We had another adventure naming & distributing more high-yield dairy goats in Naivasha at Upendo Village. We took short video clips & will send them to the donors, those wonderful people responsible for Otis, Mary, Buster, Sweeney, Maggie, Jomajo, Sunshine, & others. We also saw baby goats (from mothers: Sophia, Ole, Sally) given to Upendo Village as promised, showing that HARAMBEE’s values of resource-sharing & community-building are thriving. And of course showing you how your gifts keep on giving. More than 100 donated high-yield HARAMBEE dairy goats are building health & community in Africa.

(Collected data)

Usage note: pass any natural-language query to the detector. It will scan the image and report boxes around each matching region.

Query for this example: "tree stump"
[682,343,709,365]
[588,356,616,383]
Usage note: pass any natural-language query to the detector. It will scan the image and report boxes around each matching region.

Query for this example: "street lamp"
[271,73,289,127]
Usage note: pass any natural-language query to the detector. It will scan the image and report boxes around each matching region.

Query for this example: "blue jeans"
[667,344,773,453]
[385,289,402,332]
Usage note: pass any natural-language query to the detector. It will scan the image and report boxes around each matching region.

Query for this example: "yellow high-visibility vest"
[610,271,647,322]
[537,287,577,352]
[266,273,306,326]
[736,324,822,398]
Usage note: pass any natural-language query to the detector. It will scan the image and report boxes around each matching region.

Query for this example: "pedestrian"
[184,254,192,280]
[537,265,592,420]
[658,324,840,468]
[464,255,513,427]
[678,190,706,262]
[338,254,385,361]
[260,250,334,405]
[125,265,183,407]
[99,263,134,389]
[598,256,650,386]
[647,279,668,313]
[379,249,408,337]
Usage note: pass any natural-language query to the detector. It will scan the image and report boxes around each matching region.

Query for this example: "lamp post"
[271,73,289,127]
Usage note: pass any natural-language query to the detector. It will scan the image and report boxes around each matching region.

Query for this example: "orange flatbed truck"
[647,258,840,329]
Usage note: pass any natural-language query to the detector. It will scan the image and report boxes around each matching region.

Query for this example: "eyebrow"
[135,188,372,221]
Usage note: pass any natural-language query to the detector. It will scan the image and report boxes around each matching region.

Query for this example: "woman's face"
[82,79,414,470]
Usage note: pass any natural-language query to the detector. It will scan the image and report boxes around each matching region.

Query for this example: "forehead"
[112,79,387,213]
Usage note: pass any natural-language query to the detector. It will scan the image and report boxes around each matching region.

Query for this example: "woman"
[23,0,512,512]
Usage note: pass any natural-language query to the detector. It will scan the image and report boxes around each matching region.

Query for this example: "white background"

▶ [Task directions]
Can you extract the part of the dairy goat text that runs from "We had another" to "community in Africa.", word for word? The data above has nothing to do with the work here.

▶ [Response area]
We had another adventure naming & distributing more high-yield dairy goats in Naivasha at Upendo Village. We took short video clips & will send them to the donors, those wonderful people responsible for Otis, Mary, Buster, Sweeney, Maggie, Jomajo, Sunshine, & others. We also saw baby goats (from mothers: Sophia, Ole, Sally) given to Upendo Village as promised, showing that HARAMBEE’s values of resource-sharing & community-building are thriving. And of course showing you how your gifts keep on giving. More than 100 donated high-yield HARAMBEE dairy goats are building health & community in Africa.